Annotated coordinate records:

◇ ◇ ◇ ◇ ◇ ◇ ◇

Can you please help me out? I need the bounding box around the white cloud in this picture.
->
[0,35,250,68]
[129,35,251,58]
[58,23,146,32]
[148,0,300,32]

◇ ◇ ◇ ◇ ◇ ◇ ◇

• **SHORT PROBLEM**: Rewrite all of the material above, substituting "dark cloud" for "white cloud" and leaving everything else unchanged.

• **RESULT FOR THIS EXERCISE**:
Can you please help me out? I need the bounding box around the dark cloud in this picture.
->
[0,35,250,68]
[129,35,251,58]
[58,23,146,32]
[148,0,300,32]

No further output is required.